• [Task brief] Reproduce every record precisely, leaving no line out.

• [Data extract]
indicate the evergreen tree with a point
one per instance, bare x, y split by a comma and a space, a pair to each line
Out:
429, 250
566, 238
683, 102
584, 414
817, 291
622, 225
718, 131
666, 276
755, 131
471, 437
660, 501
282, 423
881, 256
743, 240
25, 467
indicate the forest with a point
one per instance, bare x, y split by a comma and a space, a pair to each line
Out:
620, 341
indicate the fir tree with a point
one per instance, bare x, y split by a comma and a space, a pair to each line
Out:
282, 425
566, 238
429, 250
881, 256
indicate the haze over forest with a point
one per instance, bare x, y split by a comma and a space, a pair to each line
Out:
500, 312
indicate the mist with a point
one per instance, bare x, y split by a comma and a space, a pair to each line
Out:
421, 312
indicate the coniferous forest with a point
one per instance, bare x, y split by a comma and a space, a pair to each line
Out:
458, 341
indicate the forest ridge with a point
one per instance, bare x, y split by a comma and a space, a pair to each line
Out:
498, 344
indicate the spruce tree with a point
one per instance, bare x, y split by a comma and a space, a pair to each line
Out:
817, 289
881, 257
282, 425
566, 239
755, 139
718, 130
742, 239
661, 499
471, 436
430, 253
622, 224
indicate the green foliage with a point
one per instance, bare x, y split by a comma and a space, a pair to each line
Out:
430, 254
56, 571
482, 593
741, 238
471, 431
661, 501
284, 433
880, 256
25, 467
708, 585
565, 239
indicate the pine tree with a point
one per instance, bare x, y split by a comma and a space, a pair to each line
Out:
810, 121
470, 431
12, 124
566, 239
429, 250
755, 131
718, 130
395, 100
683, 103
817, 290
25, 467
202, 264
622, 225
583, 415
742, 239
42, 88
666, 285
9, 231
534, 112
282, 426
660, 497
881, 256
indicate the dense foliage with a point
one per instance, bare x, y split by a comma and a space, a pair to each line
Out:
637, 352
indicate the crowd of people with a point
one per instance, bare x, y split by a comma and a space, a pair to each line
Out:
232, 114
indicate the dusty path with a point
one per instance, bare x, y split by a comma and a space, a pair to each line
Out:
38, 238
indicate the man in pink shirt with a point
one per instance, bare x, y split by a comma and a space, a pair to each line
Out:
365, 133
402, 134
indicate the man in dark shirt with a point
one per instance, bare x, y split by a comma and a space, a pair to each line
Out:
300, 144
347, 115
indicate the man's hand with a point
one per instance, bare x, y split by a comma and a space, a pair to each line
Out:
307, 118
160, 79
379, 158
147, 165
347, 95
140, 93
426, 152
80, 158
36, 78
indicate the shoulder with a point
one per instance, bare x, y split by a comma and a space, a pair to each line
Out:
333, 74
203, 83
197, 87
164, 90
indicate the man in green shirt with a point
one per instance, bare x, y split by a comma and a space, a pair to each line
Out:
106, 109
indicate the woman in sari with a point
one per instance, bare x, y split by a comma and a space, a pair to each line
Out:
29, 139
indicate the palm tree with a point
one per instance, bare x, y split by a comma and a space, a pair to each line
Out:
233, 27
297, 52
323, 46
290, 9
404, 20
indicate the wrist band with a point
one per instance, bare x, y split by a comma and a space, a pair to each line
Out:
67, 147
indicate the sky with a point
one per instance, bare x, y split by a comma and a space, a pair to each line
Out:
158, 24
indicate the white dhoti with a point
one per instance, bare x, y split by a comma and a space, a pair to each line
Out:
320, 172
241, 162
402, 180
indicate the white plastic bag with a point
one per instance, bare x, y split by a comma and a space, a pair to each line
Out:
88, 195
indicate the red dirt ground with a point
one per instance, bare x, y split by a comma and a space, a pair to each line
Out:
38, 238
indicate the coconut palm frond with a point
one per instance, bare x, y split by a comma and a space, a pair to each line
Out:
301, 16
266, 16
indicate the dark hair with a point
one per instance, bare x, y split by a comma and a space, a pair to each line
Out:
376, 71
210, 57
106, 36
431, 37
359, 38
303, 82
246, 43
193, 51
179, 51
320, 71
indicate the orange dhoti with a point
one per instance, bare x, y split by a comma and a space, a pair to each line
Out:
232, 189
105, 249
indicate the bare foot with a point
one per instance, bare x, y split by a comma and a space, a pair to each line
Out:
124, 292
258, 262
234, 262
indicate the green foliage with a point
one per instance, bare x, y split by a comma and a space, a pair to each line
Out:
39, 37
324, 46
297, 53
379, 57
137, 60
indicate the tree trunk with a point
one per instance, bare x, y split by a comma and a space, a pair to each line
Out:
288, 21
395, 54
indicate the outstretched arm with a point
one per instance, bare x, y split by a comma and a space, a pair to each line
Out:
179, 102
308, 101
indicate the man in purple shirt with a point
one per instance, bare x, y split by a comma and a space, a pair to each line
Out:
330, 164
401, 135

• [Answer section]
indicate the evergreen tree with a point
one per instance, bare x, y split by a comma and a space, a pair to each line
Out:
429, 250
566, 238
683, 102
584, 414
817, 291
622, 225
718, 131
666, 276
755, 131
471, 437
660, 501
282, 423
881, 256
743, 240
25, 467
indicate the forest with a point
one per instance, bare x, y split by a comma and a space, a pair to each line
Out:
620, 341
indicate the fir tree with a point
one per instance, bare x, y split by a comma and a space, a pair to each line
Out:
282, 425
566, 238
429, 250
881, 256
indicate the haze over forest with a point
one per instance, bare x, y split by a comma and a space, a pair to each line
Out:
500, 312
indicate the mist with a point
one per instance, bare x, y split by a comma and a space, a pair to each line
Out:
421, 312
indicate the coniferous forest with a point
one per instance, bare x, y split by a comma and a space, a pair to each line
Out:
458, 341
indicate the forest ridge with a point
one per instance, bare x, y split by a comma and a space, a pair to each line
Out:
498, 344
indicate the spruce tree with a point
one per instance, bare x, y split by a comma and a space, a pair to each line
Out:
817, 289
881, 257
282, 425
566, 239
755, 139
718, 130
742, 239
661, 499
471, 436
430, 253
622, 224
indicate the green foliage with a point
one per instance, bare x, y split by a comma and a space, a pair to each line
Out:
430, 254
56, 571
482, 593
741, 238
471, 431
661, 501
284, 433
880, 256
25, 467
708, 585
565, 239
indicate the pine tree with a point
one per instance, bare x, y split by a comma and a space, a pair to each line
Out:
810, 121
470, 431
12, 124
566, 239
429, 250
755, 131
718, 130
395, 100
683, 103
817, 290
25, 467
202, 264
622, 225
583, 415
742, 239
42, 88
666, 285
9, 231
534, 112
282, 426
660, 497
881, 256
indicate the dense foliage with a point
one per instance, bare x, y split by a comma and a space, a pair to each line
Out:
637, 352
indicate the crowd of people with a point
one per instance, bare x, y split by a comma and a space, a pair to each line
Out:
232, 114
indicate the dusty path with a point
one per instance, bare x, y split by a comma and a space, a pair to each line
Out:
38, 238
indicate the man in pink shirt with a point
one per instance, bare x, y split by a comma and a space, a pair to each line
Out:
365, 133
402, 134
indicate the man in dark shirt with a point
one per instance, bare x, y split by a comma and a space, a pair to each line
Out:
300, 144
347, 115
indicate the man's hand with a point
one per instance, bare x, y split by a comma and a space, a pair to each line
Out:
307, 118
160, 79
379, 158
147, 165
347, 95
140, 93
426, 152
80, 158
36, 78
indicate the shoulder with a point
one per instance, bare x, y split by a comma and a space, a pair to each line
Out:
333, 74
203, 83
197, 87
164, 90
indicate the man in green shirt with a point
one per instance, bare x, y split by a comma and a space, a pair to each line
Out:
106, 109
indicate the woman in sari with a point
one per instance, bare x, y split by a comma and a space, a pair to each line
Out:
29, 139
indicate the palm tree with a point
one per instance, bare x, y split by a comma and a space, a pair to each line
Out:
233, 27
297, 52
323, 46
290, 9
404, 20
indicate the wrist band with a point
one per instance, bare x, y split by a comma and a space, a pair to each line
Out:
67, 147
indicate the sky with a point
one per instance, bare x, y split by a comma and a space, a pair to each line
Out:
158, 24
indicate the white dhoti with a point
one per instance, bare x, y split by a comma and a space, a pair to each line
Out:
320, 172
241, 162
402, 180
indicate the white plastic bag with a point
one per instance, bare x, y split by a comma and a space, a pair to each line
Out:
88, 195
indicate the red dirt ground with a point
one per instance, bare x, y split by a comma and a space, a pair to each line
Out:
38, 238
indicate the coconut palm frond with a point
one per instance, bare x, y split by a comma and a space, a pair to each line
Out:
301, 16
266, 16
indicate the dark hair with a point
one per instance, bare x, y split by a comma and a space, a pair to each line
Out:
376, 71
210, 57
106, 36
431, 37
359, 38
303, 82
246, 43
193, 51
179, 51
320, 71
indicate the orange dhoti with a point
one per instance, bare x, y split by a comma and a space, a pair to each line
Out:
232, 189
105, 249
indicate the bare foot with a point
one per instance, bare x, y split by a comma and a space, a pair to each line
Out:
124, 292
258, 262
234, 262
indicate the green foliage with a point
one per instance, bare x, y split by a comma and a space, a pair to each line
Out:
39, 37
324, 46
297, 53
379, 57
137, 60
indicate the tree trunk with a point
one per instance, bare x, y split by a comma and a space, a pair to each line
Out:
288, 21
395, 54
indicate the outstretched arm with a point
one per instance, bare x, y split by a comma and a space, a pair to each line
Out:
179, 102
308, 101
indicate the man in purple shirt with a point
one per instance, bare x, y split by a comma and a space, a pair to each line
Out:
330, 164
401, 135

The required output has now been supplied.